▸ **SHORT PROBLEM**: Reproduce the data that follows in its entirety, character for character.

Start MATERIAL FOR THIS TASK

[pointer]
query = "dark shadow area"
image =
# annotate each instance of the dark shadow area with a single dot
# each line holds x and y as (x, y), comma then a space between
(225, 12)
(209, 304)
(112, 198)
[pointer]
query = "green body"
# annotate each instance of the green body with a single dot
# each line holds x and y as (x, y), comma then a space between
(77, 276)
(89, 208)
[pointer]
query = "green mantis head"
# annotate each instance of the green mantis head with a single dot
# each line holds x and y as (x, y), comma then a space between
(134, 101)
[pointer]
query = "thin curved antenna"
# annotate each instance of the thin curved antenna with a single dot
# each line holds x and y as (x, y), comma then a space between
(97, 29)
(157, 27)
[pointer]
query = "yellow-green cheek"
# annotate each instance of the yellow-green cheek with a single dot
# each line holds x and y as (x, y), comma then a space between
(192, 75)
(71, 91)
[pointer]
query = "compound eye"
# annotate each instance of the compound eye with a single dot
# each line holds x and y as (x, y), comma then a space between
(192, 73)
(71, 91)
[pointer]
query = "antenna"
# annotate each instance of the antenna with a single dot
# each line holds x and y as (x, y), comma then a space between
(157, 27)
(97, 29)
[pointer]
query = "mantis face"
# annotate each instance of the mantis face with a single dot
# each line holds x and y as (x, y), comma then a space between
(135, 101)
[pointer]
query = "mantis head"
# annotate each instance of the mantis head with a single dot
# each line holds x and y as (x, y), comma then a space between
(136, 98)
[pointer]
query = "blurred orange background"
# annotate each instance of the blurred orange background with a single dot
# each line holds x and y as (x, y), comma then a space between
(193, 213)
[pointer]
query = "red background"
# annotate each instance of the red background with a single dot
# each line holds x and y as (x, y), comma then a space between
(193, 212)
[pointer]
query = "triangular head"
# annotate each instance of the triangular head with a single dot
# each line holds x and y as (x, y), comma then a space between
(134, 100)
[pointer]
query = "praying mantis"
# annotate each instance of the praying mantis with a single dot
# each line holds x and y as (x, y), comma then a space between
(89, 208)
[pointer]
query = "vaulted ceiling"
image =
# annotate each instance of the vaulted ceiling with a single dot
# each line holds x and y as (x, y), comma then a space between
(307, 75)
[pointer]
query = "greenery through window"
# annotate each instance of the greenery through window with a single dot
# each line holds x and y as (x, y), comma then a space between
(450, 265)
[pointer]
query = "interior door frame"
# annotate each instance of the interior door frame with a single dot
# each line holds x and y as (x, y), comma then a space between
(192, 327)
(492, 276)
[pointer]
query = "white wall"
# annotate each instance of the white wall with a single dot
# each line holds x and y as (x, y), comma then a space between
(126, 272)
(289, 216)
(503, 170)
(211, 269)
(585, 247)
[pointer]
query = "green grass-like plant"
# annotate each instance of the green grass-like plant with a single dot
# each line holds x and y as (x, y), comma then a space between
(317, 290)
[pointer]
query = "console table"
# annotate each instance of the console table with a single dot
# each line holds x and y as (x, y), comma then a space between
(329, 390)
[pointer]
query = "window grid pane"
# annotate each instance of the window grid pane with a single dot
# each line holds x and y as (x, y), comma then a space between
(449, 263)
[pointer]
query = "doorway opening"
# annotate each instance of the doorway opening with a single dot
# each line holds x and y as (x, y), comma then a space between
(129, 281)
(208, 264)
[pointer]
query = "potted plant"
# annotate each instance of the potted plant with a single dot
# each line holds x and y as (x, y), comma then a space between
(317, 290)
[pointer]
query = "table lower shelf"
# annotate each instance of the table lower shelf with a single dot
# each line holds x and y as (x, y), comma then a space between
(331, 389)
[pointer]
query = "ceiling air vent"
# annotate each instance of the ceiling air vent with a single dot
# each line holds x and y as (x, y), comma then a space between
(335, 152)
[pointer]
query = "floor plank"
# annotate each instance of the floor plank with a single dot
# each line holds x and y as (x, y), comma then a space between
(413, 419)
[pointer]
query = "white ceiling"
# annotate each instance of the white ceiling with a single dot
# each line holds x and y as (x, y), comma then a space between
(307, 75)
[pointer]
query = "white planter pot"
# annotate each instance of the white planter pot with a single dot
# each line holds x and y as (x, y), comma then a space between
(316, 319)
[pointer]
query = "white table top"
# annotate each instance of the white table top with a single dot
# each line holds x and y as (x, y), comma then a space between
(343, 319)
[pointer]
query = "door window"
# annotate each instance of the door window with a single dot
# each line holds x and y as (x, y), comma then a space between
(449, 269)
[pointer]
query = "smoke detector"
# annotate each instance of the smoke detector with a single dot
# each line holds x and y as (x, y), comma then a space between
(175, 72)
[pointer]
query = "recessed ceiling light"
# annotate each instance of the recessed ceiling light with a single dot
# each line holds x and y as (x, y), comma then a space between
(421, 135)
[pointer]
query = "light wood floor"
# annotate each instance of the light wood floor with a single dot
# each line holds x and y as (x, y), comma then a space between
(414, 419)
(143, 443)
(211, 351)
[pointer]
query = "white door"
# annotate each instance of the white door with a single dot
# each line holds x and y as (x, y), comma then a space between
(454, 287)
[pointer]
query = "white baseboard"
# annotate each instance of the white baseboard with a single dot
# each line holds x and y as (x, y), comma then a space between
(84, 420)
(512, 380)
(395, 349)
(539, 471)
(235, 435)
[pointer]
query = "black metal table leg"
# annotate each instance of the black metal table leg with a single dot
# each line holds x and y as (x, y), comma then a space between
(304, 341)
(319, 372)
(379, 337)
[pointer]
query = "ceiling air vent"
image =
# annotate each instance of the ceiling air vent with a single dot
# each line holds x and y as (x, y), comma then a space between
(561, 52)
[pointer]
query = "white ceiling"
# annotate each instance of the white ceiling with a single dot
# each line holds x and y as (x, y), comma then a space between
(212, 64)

End MATERIAL FOR THIS TASK

▸ **COMPLETE OUTPUT**:
[pointer]
query = "dark shadow area"
image =
# annotate each instance of the dark shadow area with a single dot
# each line holds x and y as (x, y), comma then a space between
(225, 12)
(209, 304)
(112, 198)
[pointer]
query = "green body"
# annotate each instance of the green body with a single dot
# each line holds x and y as (x, y), comma then a space between
(77, 276)
(89, 208)
[pointer]
query = "green mantis head"
# annotate each instance of the green mantis head with a single dot
# each line holds x and y as (x, y), comma then a space between
(134, 101)
[pointer]
query = "thin curved antenna"
# annotate each instance of the thin curved antenna with a single dot
# each line holds x and y as (x, y), comma then a space between
(97, 29)
(157, 27)
[pointer]
query = "yellow-green cheek"
# annotate each instance of the yellow-green cheek with a single dot
# each line holds x and y as (x, y), comma then a space between
(192, 75)
(71, 91)
[pointer]
query = "compound eye"
# annotate each instance of the compound eye with a single dot
# each line holds x and y as (x, y), comma then a space between
(192, 73)
(71, 91)
[pointer]
query = "antenna"
# annotate each instance of the antenna with a single dot
# each line holds x and y as (x, y), comma then a space between
(157, 27)
(97, 29)
[pointer]
query = "mantis face"
# annotate each instance of the mantis face with a single dot
# each line holds x and y as (x, y), comma then a space between
(135, 101)
[pointer]
query = "mantis head"
# annotate each instance of the mantis head with a single dot
# each line holds x and y as (x, y), comma then a space between
(136, 98)
[pointer]
query = "blurred orange background"
# annotate each instance of the blurred orange background with a single dot
# each line holds x and y as (x, y), comma then a space between
(193, 213)
[pointer]
query = "red background"
# annotate each instance of the red background with a single dot
# each line holds x and y as (x, y), comma then a space between
(193, 212)
[pointer]
query = "triangular head"
# annotate each instance of the triangular head with a single dot
# each line holds x and y as (x, y), comma then a space between
(134, 100)
[pointer]
query = "praying mantis"
# annotate each instance of the praying mantis with a single dot
# each line holds x and y as (x, y), comma then a space between
(89, 208)
[pointer]
query = "vaulted ceiling"
image =
# annotate each instance of the vaulted ceiling with a single dot
# each line holds x and y as (x, y), comma then a space between
(307, 75)
[pointer]
query = "greenery through window"
# annotate each instance of the greenery through window with a single dot
# each line holds x and y as (x, y), comma then a space between
(450, 265)
[pointer]
query = "interior door frame"
# annotate each instance of the interior door frame with a single dot
# each line holds x and y as (x, y), comma then a space between
(192, 327)
(492, 276)
[pointer]
query = "white wall"
# annotate each instance of the white wall with a single dot
# each line holds x and y as (x, y), comma then a space between
(126, 272)
(289, 216)
(503, 170)
(211, 269)
(585, 247)
[pointer]
query = "green grass-like plant"
# annotate each instance of the green grass-like plant with a single dot
# each line holds x and y as (x, y), comma then a space between
(317, 290)
[pointer]
query = "console table"
# annotate each instance of the console table with a single dot
# each line holds x and y as (x, y), comma then a space between
(329, 390)
[pointer]
query = "window grid pane"
# annotate each instance of the window grid pane with a single dot
# each line holds x and y as (x, y), comma then a space between
(449, 263)
[pointer]
query = "doorway opening"
# annotate each instance of the doorway opening with a single dot
# each line holds x and y as (x, y), comma then a space between
(129, 281)
(208, 264)
[pointer]
query = "potted plant"
# annotate each instance of the potted plant with a single dot
# each line holds x and y as (x, y), comma then a space between
(317, 290)
[pointer]
query = "table lower shelf"
# annotate each instance of the table lower shelf with a single dot
# each line holds x and y as (x, y), comma then a space between
(331, 389)
[pointer]
query = "ceiling air vent"
# annotate each instance of the ceiling air vent with a single dot
# each line holds x and y as (x, y), comma then a space between
(335, 152)
[pointer]
query = "floor plank"
# annotate each instance of the floor plank with a single dot
# each line holds x and y as (x, y), comma then a space between
(413, 419)
[pointer]
query = "white ceiling"
# annotate each instance of the white ceiling with a single dot
# each line holds x and y as (x, y), comma then a space between
(307, 75)
[pointer]
query = "white planter pot"
# annotate each instance of the white planter pot with a single dot
# each line holds x and y as (x, y), comma then a space between
(316, 319)
[pointer]
query = "white table top"
# annotate each instance of the white table top with a single dot
# each line holds x and y as (x, y), comma then a space between
(343, 319)
[pointer]
query = "door window"
# annotate each instance of the door window with a single dot
# each line holds x and y as (x, y), comma then a space between
(449, 269)
[pointer]
query = "smoke detector"
# annotate each instance of the smoke detector with a single dot
# each line holds x and y as (x, y), comma then a space between
(175, 72)
[pointer]
query = "recessed ceiling light"
# annotate each instance of the recessed ceiling light with a single dot
# each line holds x and y as (x, y), comma then a space between
(421, 135)
[pointer]
query = "light wood floor"
# annotate each instance of the light wood floor with a single dot
# each line holds x and y as (x, y), comma then a space between
(414, 419)
(143, 443)
(211, 351)
[pointer]
query = "white door"
# annotate each instance of the white door with a single dot
# each line holds x and y as (x, y), comma then a space between
(454, 287)
[pointer]
query = "white baseboard"
# annotate each instance of the white baseboard with a single dot
# each line holds x and y as (x, y), comma then a space between
(84, 420)
(512, 380)
(395, 349)
(539, 471)
(235, 435)
[pointer]
query = "black metal table leg"
# annotate each instance of the black metal table leg with a single dot
# each line holds x and y as (x, y), comma then a space between
(304, 341)
(319, 372)
(379, 337)
[pointer]
query = "ceiling air vent"
image =
# annotate each instance of the ceiling air vent with a single dot
# each line holds x and y as (x, y), comma then a space between
(561, 52)
[pointer]
query = "white ceiling"
# annotate each instance of the white ceiling with a single dot
# each line holds x and y as (x, y), comma then a space between
(212, 64)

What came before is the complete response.